YOUR TASK >> Rewrite the rows below, replacing every occurrence of "spot each instance" with "mark every instance" and leaving everything else unchanged. Omit the pictures from the output.

GIVEN DATA >>
***
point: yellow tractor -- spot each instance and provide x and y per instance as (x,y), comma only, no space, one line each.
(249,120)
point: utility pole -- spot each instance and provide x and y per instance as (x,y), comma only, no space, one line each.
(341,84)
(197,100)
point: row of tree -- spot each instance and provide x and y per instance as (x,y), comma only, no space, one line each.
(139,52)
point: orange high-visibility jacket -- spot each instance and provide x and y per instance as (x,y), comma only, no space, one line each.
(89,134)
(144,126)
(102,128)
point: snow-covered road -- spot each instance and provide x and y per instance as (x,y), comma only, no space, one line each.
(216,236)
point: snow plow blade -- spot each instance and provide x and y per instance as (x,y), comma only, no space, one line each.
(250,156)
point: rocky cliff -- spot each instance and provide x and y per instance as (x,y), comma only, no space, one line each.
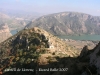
***
IN RESPONSE >>
point: yellow tractor -- mark every instance and provide x and y per instance as (x,y), comma only, no space, one line each.
(249,120)
point: utility pole -- mark every instance and provide x and y per instance as (x,y), comma only, no space, one line each.
(341,84)
(197,100)
point: row of tree -- mark every instance and provide x and y per instance as (x,y), comma only, no space, one line each.
(139,52)
point: orange high-visibility jacket -- mark every instance and provide x and y per instance as (x,y), comma only, no space, one line each.
(89,134)
(144,126)
(102,128)
point: snow-covered road -- mark every instance and provide x and y per instance as (x,y), comma only, no space, one line each.
(216,236)
point: snow plow blade -- mark every instance and provide x and y per instance as (x,y), comma only, no space, one line each.
(250,156)
point: rocky cliff -- mark every instance and provide x and y per instance as (x,y), comma only, no space, one line each.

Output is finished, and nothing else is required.